Reproduce word for word everything in the NEArithmeticSubtraction patch from "const TensorShape out_shape" down to "input2.data_type() == DataType::S16)".

Article:
_ _ _ _ _

COMPMID-3580 Add S32 support to NEArithmeticSubtraction

* Fix convert policy validate logics and add missing validate test
* Add S32 support to NEArithmeticSubtraction and NEArithmeticSubtractionKernel
* Add S32 validation tests

Change-Id: I1b6cb15b024613c202fe9f17747a83da43a5ddcf
Signed-off-by: SiCong Li <sicong.li@arm.com>
Reviewed-on: https://review.mlplatform.org/c/ml/ComputeLibrary/+/3908
Comments-Addressed: Arm Jenkins <bsgcomp@arm.com>
Tested-by: Arm Jenkins <bsgcomp@arm.com>
Reviewed-by: Michele Di Giorgio <michele.digiorgio@arm.com>
diff --git a/src/core/NEON/kernels/NEArithmeticSubtractionKernel.cpp b/src/core/NEON/kernels/NEArithmeticSubtractionKernel.cpp
index 9237193..b2700d9 100644
--- a/src/core/NEON/kernels/NEArithmeticSubtractionKernel.cpp
+++ b/src/core/NEON/kernels/NEArithmeticSubtractionKernel.cpp
@@ -669,9 +669,12 @@
 {
     ARM_COMPUTE_UNUSED(policy);
     ARM_COMPUTE_RETURN_ERROR_ON_CPU_F16_UNSUPPORTED(&input1);
-    ARM_COMPUTE_RETURN_ERROR_ON_DATA_TYPE_CHANNEL_NOT_IN(&input1, 1, DataType::U8, DataType::QASYMM8, DataType::QASYMM8_SIGNED, DataType::QSYMM16, DataType::S16, DataType::F16, DataType::F32);
-    ARM_COMPUTE_RETURN_ERROR_ON_DATA_TYPE_CHANNEL_NOT_IN(&input2, 1, DataType::U8, DataType::QASYMM8, DataType::QASYMM8_SIGNED, DataType::QSYMM16, DataType::S16, DataType::F16, DataType::F32);
-    ARM_COMPUTE_RETURN_ERROR_ON_DATA_TYPE_CHANNEL_NOT_IN(&output, 1, DataType::U8, DataType::QASYMM8, DataType::QASYMM8_SIGNED, DataType::QSYMM16, DataType::S16, DataType::F16, DataType::F32);
+    ARM_COMPUTE_RETURN_ERROR_ON_DATA_TYPE_CHANNEL_NOT_IN(&input1, 1, DataType::U8, DataType::QASYMM8, DataType::QASYMM8_SIGNED, DataType::QSYMM16, DataType::S16, DataType::S32, DataType::F16,
+                                                         DataType::F32);
+    ARM_COMPUTE_RETURN_ERROR_ON_DATA_TYPE_CHANNEL_NOT_IN(&input2, 1, DataType::U8, DataType::QASYMM8, DataType::QASYMM8_SIGNED, DataType::QSYMM16, DataType::S16, DataType::S32, DataType::F16,
+                                                         DataType::F32);
+    ARM_COMPUTE_RETURN_ERROR_ON_DATA_TYPE_CHANNEL_NOT_IN(&output, 1, DataType::U8, DataType::QASYMM8, DataType::QASYMM8_SIGNED, DataType::QSYMM16, DataType::S16, DataType::S32, DataType::F16,
+                                                         DataType::F32);
 
     const TensorShape out_shape = TensorShape::broadcast_shape(input1.tensor_shape(), input2.tensor_shape());
     ARM_COMPUTE_RETURN_ERROR_ON_MSG(out_shape.total_size() == 0, "Inputs are not broadcast compatible");
@@ -685,15 +688,16 @@
         && !(input1.data_type() == DataType::U8 && input2.data_type() == DataType::S16)

_ _ _ _ _

Dataset extract:
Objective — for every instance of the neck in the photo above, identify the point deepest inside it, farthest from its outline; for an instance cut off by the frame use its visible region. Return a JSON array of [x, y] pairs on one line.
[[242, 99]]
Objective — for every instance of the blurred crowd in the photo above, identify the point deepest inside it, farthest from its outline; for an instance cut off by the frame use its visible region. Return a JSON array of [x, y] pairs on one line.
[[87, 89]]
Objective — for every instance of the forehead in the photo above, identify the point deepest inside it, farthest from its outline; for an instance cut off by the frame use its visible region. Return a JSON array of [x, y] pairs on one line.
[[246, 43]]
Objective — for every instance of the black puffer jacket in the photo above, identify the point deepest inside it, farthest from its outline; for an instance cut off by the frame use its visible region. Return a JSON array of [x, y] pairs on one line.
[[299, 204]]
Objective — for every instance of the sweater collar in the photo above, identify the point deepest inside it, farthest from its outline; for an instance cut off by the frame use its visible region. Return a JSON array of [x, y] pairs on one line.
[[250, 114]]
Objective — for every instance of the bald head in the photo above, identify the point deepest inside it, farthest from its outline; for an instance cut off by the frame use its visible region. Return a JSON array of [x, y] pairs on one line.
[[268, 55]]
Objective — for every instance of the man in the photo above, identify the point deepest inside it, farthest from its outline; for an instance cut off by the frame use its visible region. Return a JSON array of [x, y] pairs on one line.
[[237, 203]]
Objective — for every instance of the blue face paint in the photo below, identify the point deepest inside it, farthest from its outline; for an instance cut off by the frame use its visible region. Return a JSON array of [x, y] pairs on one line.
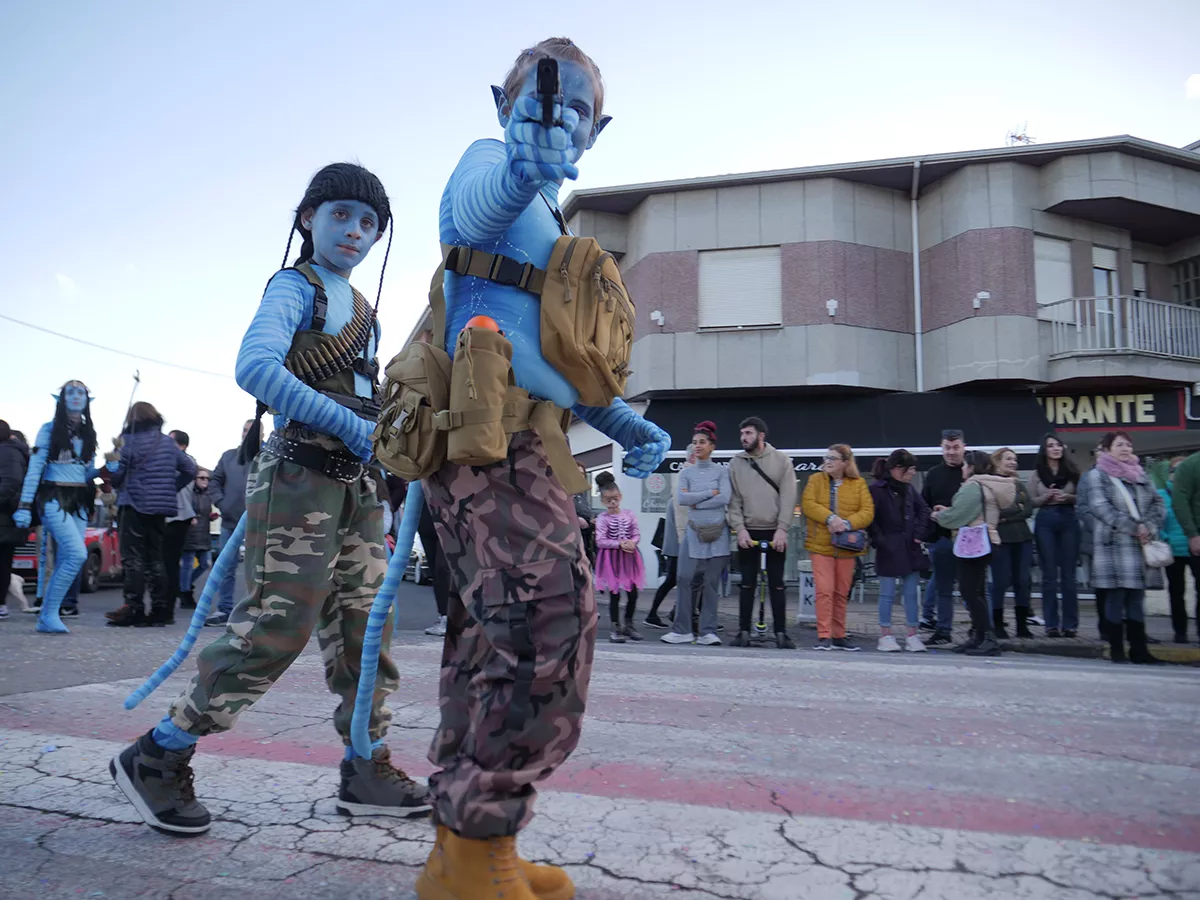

_ _ _ _ _

Reply to the exercise:
const TensorShape out_shape = TensorShape::broadcast_shape(input1.tensor_shape(), input2.tensor_shape());
     ARM_COMPUTE_RETURN_ERROR_ON_MSG(out_shape.total_size() == 0, "Inputs are not broadcast compatible");
@@ -685,15 +688,16 @@
         && !(input1.data_type() == DataType::U8 && input2.data_type() == DataType::S16)